*** Opening Records for the task ***

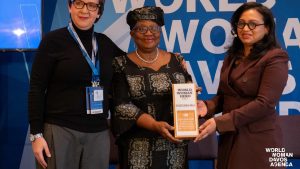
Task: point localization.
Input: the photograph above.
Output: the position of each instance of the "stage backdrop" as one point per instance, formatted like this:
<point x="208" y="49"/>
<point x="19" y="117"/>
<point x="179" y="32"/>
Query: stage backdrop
<point x="198" y="29"/>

*** Closing Records for the task ***

**Assignment**
When restating the records word for word, omit any picture they contain.

**Response box**
Task: point localization.
Input: the photograph above.
Output: the position of each instance of the "stage backdrop" as one point per instance, formatted like this:
<point x="208" y="49"/>
<point x="19" y="117"/>
<point x="179" y="32"/>
Query: stage backdrop
<point x="198" y="29"/>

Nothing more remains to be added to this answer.